*WRITTEN INSTRUCTION*. Which lines in the entries below contain the string "instance"? Pick out each of them and copy it.

*RAW DATA*.
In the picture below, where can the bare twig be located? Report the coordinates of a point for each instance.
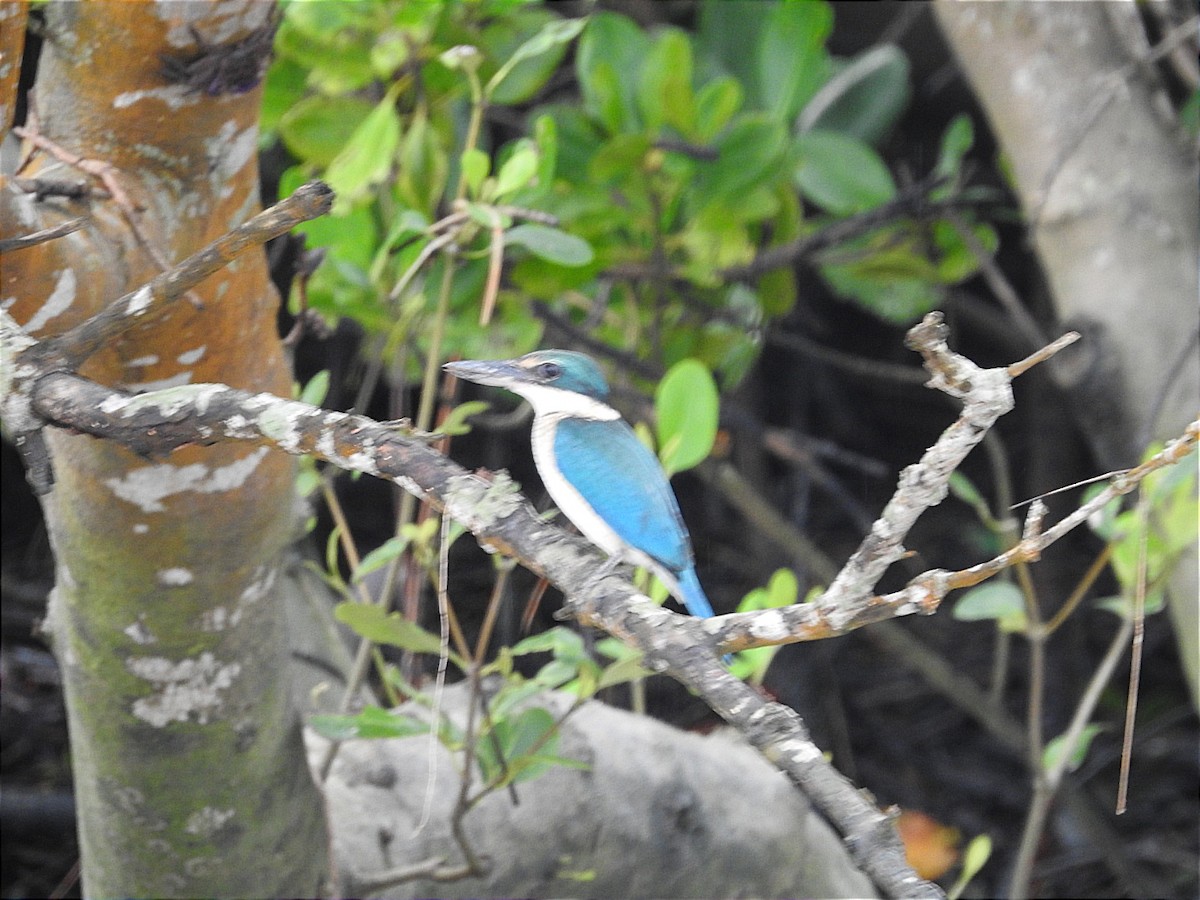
--
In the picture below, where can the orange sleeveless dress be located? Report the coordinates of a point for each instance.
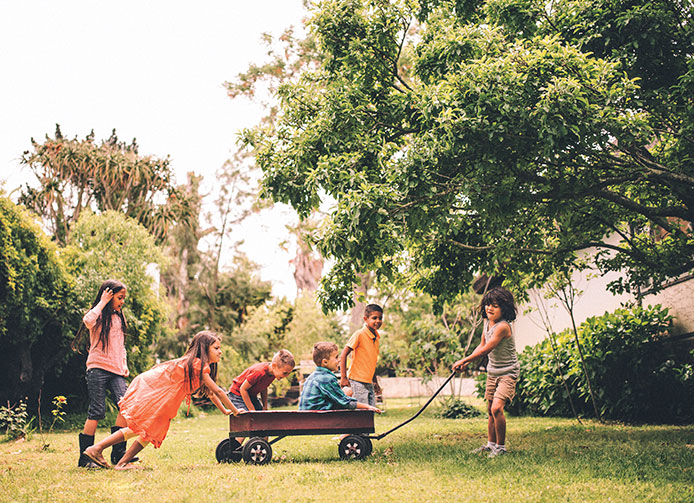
* * *
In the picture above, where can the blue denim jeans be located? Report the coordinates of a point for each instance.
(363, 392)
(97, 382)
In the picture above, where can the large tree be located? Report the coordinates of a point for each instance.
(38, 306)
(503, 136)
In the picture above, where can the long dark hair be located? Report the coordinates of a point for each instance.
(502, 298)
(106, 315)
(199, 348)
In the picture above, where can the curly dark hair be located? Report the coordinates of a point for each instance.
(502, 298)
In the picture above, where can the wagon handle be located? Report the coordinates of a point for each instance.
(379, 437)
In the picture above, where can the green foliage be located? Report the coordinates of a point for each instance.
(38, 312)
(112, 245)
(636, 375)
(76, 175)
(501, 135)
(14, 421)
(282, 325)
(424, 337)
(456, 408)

*EXERCISE ANSWER*.
In the picture below, where can the bare twig be located? Report the coordinates of a point for each instance.
In the picture below, where can the orange sleeveless dress be located? Report the coordinates of a point for each instance.
In the picture above, where can the blue denim jeans be located? Report the coordinates of a point for each instance.
In the picture above, where can the large tree be located? Report the coordinates of a point for each instance.
In the picture above, where can the long dark hair be located? Report the coordinates of a point for each instance.
In the picture above, where can the curly dark hair be located? Report the coordinates of a point for each instance.
In the picture above, where can the wagon handle be located? Report the coordinates of a point for each instance.
In the picture above, where can the green foliage be located? Report the coordinates of a point for each instance.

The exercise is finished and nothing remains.